Right off the bat, any study that compares those who recoved from Covid 19 since March of 2020 through October 2021 to those who took the vaccine from January 2021 to October 2021 is making a huge mistake. The CDC has said the vaccine loses it effecitvenese after 8 monts. How long does natural immunity last? People should take antibody tests and those who still have strong levels don't need the shots but those with none or low levels should get them. However, just taking the shots for no reason is just crazy and wrong.
"loses effectiveness" is not the same as "not effective". They have NOT said it's not effective. In fact, through who has been approved for boosters, they've said the opposite. That it's still plenty effective for most people.
It's a relative measure, not an absolute. The statistics are pretty clear that relative to each other, the vaccine provides statistically better protection than prior infection.
We could wait and just study all the options for the next 12-24 months. We'll know better then. Of course if we do nothing for that 12-24 months while we study it, things will get worse and change again. Based on what we know TODAY to get the best outcome for the overall population vaccinating everyone is clearly better than having some people depend on a non-standard prior infection with non-standard results.
For some the prior infection may be fine. For others, not at all. We have no way to tell. Statistically, we know it's worse for most. We could spend time and resources developing a way to determine which it is for a person. Alternatively, people could just get vaccinated instead of trying to determine if their prior infections was "good enough". We know how to do that already and have all the tools to do it quickly and cheaply.

■ EXCERPTED RECORDS
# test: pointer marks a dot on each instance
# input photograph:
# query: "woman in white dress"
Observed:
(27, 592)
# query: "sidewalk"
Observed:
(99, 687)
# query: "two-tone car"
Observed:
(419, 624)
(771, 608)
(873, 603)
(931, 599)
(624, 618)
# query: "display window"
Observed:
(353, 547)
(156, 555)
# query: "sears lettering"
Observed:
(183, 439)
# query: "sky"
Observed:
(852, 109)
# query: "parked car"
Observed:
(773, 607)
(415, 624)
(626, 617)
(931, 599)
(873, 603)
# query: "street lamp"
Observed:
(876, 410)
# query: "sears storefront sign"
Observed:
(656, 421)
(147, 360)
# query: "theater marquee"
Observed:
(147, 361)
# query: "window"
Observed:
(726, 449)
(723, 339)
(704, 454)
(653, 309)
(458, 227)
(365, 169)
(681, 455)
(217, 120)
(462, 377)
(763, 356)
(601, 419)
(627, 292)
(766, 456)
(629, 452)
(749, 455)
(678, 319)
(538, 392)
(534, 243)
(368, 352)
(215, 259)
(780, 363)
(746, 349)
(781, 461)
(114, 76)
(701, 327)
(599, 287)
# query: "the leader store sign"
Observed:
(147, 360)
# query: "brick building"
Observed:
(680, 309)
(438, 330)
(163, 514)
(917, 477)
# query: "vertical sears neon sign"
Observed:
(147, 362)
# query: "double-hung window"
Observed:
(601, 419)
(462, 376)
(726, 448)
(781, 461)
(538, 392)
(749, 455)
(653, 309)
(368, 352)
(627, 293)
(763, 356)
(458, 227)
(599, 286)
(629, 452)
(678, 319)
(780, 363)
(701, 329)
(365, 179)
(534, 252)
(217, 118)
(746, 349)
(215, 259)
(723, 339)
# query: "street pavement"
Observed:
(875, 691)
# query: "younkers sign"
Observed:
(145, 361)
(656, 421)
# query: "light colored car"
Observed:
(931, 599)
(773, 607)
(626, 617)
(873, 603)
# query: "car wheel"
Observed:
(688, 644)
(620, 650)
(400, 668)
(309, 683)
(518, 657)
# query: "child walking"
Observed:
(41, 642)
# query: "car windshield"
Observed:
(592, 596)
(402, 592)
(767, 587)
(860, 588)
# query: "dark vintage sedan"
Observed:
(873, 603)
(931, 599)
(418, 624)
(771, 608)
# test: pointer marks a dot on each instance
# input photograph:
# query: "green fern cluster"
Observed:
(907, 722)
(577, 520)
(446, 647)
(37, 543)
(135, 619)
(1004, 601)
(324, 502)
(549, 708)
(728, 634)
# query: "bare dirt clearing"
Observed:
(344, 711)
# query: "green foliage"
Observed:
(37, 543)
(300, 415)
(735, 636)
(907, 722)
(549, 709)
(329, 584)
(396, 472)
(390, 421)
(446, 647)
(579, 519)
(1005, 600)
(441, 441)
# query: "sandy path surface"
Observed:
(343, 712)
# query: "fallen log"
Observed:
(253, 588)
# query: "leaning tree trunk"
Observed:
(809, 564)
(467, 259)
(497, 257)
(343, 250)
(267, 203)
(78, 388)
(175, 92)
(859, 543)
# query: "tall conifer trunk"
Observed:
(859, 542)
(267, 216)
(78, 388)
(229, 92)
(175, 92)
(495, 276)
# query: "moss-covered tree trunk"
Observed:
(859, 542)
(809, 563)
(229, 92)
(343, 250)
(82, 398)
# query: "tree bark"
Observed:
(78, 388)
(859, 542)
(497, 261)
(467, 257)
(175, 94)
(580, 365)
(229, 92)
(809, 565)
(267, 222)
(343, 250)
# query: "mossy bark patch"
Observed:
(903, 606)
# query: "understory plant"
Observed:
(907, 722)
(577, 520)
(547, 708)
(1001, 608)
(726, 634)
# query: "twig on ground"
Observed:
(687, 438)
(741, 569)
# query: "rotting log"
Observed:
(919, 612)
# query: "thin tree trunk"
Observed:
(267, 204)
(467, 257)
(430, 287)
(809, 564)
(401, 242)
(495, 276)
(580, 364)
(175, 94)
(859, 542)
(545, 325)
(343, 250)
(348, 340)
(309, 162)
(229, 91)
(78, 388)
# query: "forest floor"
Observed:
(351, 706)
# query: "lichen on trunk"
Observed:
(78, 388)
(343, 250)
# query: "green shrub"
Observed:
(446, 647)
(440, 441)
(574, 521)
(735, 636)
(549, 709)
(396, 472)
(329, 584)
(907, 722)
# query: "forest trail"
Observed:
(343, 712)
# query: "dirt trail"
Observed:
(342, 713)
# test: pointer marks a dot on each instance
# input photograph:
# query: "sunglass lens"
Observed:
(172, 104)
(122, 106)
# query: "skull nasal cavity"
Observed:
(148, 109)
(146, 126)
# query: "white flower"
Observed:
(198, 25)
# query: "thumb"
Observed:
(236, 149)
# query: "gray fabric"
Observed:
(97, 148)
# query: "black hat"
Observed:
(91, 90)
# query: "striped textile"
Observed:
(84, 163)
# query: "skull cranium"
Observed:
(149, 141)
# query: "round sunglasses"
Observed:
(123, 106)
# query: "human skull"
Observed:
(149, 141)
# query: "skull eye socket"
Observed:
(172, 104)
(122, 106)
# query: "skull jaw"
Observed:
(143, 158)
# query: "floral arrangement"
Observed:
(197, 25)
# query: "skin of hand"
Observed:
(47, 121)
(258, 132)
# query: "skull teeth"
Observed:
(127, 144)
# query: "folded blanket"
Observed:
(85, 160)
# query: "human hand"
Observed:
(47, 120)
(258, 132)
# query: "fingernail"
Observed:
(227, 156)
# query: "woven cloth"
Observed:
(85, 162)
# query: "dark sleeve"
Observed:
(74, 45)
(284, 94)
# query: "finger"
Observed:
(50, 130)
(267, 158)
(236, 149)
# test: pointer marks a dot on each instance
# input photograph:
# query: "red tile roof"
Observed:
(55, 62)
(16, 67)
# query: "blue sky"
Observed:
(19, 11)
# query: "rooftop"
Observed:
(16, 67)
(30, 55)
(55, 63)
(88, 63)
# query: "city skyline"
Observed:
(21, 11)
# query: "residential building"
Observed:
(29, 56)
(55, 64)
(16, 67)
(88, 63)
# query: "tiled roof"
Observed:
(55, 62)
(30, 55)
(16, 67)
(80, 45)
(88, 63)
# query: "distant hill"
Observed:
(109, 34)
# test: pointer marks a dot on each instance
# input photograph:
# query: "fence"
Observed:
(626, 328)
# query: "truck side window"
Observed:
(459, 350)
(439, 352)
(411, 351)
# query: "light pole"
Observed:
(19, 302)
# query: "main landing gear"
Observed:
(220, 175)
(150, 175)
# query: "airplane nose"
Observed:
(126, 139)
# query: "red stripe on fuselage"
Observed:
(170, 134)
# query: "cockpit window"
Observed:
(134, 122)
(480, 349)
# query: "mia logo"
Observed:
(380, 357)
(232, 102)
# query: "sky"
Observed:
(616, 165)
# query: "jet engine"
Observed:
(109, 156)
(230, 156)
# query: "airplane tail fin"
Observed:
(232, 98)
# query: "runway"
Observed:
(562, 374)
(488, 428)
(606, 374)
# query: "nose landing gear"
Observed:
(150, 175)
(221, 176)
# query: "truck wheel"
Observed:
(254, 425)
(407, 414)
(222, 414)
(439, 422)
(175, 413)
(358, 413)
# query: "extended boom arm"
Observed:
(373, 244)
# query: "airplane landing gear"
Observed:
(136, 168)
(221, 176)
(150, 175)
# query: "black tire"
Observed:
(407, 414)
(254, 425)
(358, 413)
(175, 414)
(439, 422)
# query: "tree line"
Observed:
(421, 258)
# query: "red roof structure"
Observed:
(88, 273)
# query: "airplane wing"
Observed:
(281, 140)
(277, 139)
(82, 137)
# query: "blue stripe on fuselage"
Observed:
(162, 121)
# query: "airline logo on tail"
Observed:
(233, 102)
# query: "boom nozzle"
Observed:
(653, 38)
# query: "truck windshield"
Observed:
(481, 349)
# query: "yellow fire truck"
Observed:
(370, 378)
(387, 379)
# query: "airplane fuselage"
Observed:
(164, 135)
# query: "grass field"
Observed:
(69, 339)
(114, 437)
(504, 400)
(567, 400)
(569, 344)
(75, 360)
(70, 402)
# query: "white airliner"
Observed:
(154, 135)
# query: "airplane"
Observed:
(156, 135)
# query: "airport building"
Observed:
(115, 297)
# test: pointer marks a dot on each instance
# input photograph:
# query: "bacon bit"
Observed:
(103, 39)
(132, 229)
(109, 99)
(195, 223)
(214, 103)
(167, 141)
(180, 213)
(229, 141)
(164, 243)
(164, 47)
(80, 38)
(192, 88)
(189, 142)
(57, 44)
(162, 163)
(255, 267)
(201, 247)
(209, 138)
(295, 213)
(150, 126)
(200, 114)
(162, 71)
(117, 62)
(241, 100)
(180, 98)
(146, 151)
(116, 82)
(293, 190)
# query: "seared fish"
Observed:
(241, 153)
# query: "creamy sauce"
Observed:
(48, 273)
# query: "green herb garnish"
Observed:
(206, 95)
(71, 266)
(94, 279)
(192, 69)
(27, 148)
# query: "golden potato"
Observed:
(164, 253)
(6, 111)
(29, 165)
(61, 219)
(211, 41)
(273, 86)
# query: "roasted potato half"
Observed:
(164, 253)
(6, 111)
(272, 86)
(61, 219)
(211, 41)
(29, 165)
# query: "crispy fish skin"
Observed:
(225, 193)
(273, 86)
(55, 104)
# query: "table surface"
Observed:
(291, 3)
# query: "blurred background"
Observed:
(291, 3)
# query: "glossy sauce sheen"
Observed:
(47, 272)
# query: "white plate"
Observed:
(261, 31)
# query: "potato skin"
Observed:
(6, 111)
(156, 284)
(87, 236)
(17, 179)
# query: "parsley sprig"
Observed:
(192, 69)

■ WHAT TO PRODUCE
Continue the discussion above about vaccination versus immunity from prior Covid-19 infection, starting after its last sentence.

■ WRITTEN RESPONSE
This is like the studies on one, two, or three doses and how far between each one. They picked some likely values based on some initial testing and we went with those. They could have taken another year in the initial studies and tested all the combinations. Tested J&J as two, the mRNA as 3, or all the varied times between doses. Instead of 3-4 weeks, what about 5, 6, 7, 8, 9, 10, 11, 12 or more? Maybe follow the Tetanus or Tdap schedules? Trying all of those different combination would have taken more time. They picked schedules that appeared to look good, went with them and tested out that they were "good enough". They didn't wait to figure out if another dose after 6 months or 12 months would be better before starting. We would still be in trials today.
All those stories saying "boosters indicate we may need one every year" are just speculation. Maybe it's just a last dose after 6 months. Maybe there's a 4th needed a year later before it's done. Maybe it becomes a booster every 10 years. Maybe it's done. Nobody knows today and it would be a worse outcome if we waited for all those scenarios to be studied before taking any action. We'll know the longer term efficacy and how the full dose schedule plays out as we get there. The best we can do TODAY is based on what we know so far TODAY.